*Page extract*:
-=-=-
Awhile back I did a rather lengthy post on the subject of a "personal relationship with Jesus." I am reposting it in the extended entry section here today to piggyback on Keith Plummer's post: Christianity American Style: Overemphasizing a Personal Relationship with Jesus? Keith sums up a concern I share in these words:
Talk of having a personal relationship with Jesus is so deeply entrenched in evangelical discourse that calling it into question may strike us as sacrosanct. But hopefully we're willing to ask, along with Noll, whether this emphasis is due more to an attempt to be biblically faithful or to the imbibing of American cultural values (e.g., individualism).
In one sense, the idea of needing to come to Christ in order to have a personal relationship with God is misleading. Every person stands in a relationship with God. Coming to Christ changes the nature of that relationship from one of condemned criminals before a just judge to that of pardoned and accepted sinners graciously adopted into a nurturing family. So, the critical question as far as the gospel is concerned, is not so much whether one has a personal relationship with God but rather what kind of relationship one has.
In the post below I am interacting with Harold Bloom's book, The American Religion, and this is exactly what he is arguing - that American cultural values have shaped our religion more than vice versa. And this is shown in our individualism and experientialism.
-=-=-
*Provided material*:
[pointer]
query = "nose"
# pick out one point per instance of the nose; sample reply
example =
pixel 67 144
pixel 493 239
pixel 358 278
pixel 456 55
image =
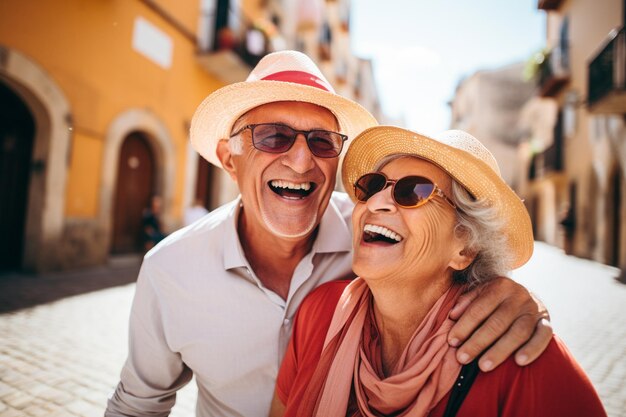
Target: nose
pixel 299 158
pixel 381 201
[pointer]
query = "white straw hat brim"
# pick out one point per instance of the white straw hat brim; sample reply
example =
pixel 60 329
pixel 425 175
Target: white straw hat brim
pixel 214 118
pixel 477 176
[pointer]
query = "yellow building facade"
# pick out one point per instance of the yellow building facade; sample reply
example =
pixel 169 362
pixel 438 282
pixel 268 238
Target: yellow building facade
pixel 576 181
pixel 110 88
pixel 96 98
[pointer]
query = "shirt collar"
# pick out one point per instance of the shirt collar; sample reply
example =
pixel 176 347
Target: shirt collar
pixel 233 252
pixel 334 235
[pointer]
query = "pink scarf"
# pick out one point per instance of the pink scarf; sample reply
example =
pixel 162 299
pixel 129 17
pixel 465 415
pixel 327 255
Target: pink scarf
pixel 351 362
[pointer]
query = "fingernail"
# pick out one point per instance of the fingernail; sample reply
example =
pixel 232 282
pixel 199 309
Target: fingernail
pixel 486 365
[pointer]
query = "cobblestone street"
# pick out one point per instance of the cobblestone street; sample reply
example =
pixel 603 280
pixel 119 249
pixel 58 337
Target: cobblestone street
pixel 63 358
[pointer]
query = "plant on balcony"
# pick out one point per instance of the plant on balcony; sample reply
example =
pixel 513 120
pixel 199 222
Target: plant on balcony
pixel 536 64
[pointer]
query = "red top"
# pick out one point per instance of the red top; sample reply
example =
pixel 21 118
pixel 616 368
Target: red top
pixel 554 385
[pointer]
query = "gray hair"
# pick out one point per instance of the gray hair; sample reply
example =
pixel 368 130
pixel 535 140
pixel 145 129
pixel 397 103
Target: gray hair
pixel 482 228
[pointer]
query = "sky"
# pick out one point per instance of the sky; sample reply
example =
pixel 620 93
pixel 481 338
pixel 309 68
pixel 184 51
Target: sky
pixel 422 49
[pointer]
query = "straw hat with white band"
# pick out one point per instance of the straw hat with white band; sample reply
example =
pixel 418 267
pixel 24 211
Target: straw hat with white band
pixel 460 155
pixel 279 76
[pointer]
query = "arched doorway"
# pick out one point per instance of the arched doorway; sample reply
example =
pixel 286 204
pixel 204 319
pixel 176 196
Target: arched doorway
pixel 613 218
pixel 17 133
pixel 134 186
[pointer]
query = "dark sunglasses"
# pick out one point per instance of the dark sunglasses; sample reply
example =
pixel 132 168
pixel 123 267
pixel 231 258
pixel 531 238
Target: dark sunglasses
pixel 407 192
pixel 278 138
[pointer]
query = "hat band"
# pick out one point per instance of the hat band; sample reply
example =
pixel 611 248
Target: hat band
pixel 300 77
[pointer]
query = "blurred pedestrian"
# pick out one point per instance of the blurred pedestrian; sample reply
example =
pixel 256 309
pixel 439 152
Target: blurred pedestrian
pixel 151 223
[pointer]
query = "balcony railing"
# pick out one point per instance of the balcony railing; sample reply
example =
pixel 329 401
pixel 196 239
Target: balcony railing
pixel 607 76
pixel 231 44
pixel 551 159
pixel 554 73
pixel 549 4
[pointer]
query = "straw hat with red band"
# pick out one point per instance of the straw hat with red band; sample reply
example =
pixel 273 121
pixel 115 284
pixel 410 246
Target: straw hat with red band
pixel 279 76
pixel 461 156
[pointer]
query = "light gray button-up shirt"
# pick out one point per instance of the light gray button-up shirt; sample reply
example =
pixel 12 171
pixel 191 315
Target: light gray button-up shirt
pixel 199 308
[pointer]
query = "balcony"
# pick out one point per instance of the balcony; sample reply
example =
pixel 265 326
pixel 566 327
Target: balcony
pixel 554 71
pixel 607 76
pixel 549 4
pixel 551 159
pixel 230 44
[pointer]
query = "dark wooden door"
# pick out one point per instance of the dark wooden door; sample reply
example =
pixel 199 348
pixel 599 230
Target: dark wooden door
pixel 203 183
pixel 17 132
pixel 135 185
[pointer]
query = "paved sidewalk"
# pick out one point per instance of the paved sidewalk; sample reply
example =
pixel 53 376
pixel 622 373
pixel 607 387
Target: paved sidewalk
pixel 63 358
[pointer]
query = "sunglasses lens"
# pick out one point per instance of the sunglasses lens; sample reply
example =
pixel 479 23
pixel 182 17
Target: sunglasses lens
pixel 272 138
pixel 412 191
pixel 325 144
pixel 368 185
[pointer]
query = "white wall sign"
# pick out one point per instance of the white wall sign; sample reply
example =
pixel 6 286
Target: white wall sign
pixel 153 43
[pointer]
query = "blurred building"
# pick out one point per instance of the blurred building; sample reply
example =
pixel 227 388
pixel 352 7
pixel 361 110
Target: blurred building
pixel 575 146
pixel 96 100
pixel 488 105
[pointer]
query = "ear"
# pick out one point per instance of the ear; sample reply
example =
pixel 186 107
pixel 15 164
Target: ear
pixel 461 259
pixel 226 158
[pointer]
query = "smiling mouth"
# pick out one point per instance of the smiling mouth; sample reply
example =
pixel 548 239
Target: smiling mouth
pixel 292 190
pixel 374 233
-=-=-
*Work to do*:
a - Decide whether each statement below agrees with the post on a personal relationship with Jesus above. Answer yes or no for each, quoting the deciding words of the post. (i) Every person already stands in a relationship with God. (ii) The post being reposted interacts with a book by Mark Noll. (iii) For the gospel, the critical question is whether one has a personal relationship with God.
b - Extend the post on a personal relationship with Jesus, starting after its final sentence.

*Answers to each task*:
a -
(i) Yes: "Every person stands in a relationship with God."
(ii) No: "In the post below I am interacting with Harold Bloom's book, The American Religion"
(iii) No: "is not so much whether one has a personal relationship with God but rather what kind of relationship one has."

b -
Before sending you on to my prior post I want to pick up on Keith's comment about everyone being in a relationship with God. R. C. Sproul used to like to point out that the common view of hell is that it is a place where we are cast away from the presence of God. Sproul demurred on this. He said that God is absolutely present in hell - He is present in hell in his wrath and in his judgment. Hence, the relationship with God continues in hell, but it is solely with God as judge, not merciful savior.
I'm finally getting around to finishing my reading of Harold Bloom's book The American Religion. I'm to the back part of the book, where he devotes about 80 pages to an analysis of the Southern Baptist Convention. In this book, Bloom states that Mormonism and the Southern Baptist Convention are the two best representatives of the "American Religion," which he says is not akin to historic biblical Christianity, but rather is more like ancient Gnosticism. Bloom celebrates this fact. He is a Jew with Gnostic affinities, so he praises this. Joe Carter at Evangelical Outpost quotes Bloom in a different context as follows:
The American finds God in herself or himself only after finding the freedom to know God by experiencing a total inward solitude. In this solitary freedom, the American is liberated both from other selves and from the created world. He comes to recognize that his spirit is itself uncreated. Knowing that he is the equal of God, the American Religionist can then achieve his true desideratum, mystical communion with his friend, the godhead.
This quote is simultaneously a description of Gnosticism and the American religion.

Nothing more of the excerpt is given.